■ **Your objective**: Pull every line of the entries below and copy each one word for word, keeping the original order.

■ **Supplied records**:
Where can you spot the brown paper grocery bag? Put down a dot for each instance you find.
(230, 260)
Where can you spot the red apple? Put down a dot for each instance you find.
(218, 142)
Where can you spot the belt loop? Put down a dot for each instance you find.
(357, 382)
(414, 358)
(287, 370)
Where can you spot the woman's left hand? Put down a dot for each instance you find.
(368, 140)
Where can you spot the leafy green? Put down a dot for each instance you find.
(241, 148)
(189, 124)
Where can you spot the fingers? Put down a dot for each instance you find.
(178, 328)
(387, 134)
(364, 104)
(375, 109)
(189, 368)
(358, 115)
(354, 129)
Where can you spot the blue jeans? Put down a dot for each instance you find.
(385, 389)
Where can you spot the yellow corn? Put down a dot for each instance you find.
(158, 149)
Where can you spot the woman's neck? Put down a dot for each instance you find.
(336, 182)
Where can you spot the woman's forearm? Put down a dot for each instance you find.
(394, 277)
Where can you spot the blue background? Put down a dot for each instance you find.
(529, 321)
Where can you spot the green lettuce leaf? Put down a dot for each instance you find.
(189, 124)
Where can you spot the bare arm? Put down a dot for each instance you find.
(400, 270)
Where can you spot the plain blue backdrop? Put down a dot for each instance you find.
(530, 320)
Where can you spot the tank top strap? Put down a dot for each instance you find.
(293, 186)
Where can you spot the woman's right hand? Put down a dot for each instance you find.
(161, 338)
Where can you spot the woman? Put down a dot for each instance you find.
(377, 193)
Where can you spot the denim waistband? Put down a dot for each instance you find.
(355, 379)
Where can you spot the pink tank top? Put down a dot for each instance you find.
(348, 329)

■ **Complete answer**:
Where can you spot the brown paper grocery bag? Put down a dot for each instance you find.
(230, 260)
Where can you spot the red apple? Put down a dot for each instance you find.
(218, 142)
Where can you spot the belt loop? Put down a dot for each instance you find.
(357, 382)
(414, 358)
(287, 370)
Where can you spot the woman's left hand? Put down a dot for each instance you find.
(368, 140)
Where can you spot the leafy green? Put down a dot for each instance you find.
(241, 148)
(189, 124)
Where can you spot the fingers? Put down a dot for each instance you find.
(178, 328)
(387, 134)
(364, 104)
(375, 109)
(189, 368)
(358, 115)
(354, 129)
Where can you spot the blue jeans? Put down a dot for each instance you find.
(385, 389)
Where can you spot the yellow corn? Put down a dot for each instance you find.
(158, 149)
Where can you spot the woman's neck? Put down a dot for each instance you find.
(336, 182)
Where can you spot the woman's forearm? Put down a dot for each instance you find.
(394, 277)
Where can you spot the blue background? Put down a dot for each instance you find.
(529, 321)
Where can you spot the green lettuce leaf? Put down a dot for each instance you find.
(189, 124)
Where can you spot the bare arm? Put down a dot for each instance you find.
(400, 270)
Where can you spot the plain blue backdrop? Put down a dot for each instance you find.
(530, 320)
Where can you spot the tank top strap? Put down a dot for each instance you find.
(293, 186)
Where can you spot the woman's right hand? Put down a dot for each instance you find.
(161, 338)
Where can you spot the woman? Put down a dot for each instance you find.
(377, 193)
Where can you spot the denim waistband? Put down a dot for each instance you find.
(355, 379)
Where can you spot the pink tank top? Put down a dot for each instance you find.
(348, 329)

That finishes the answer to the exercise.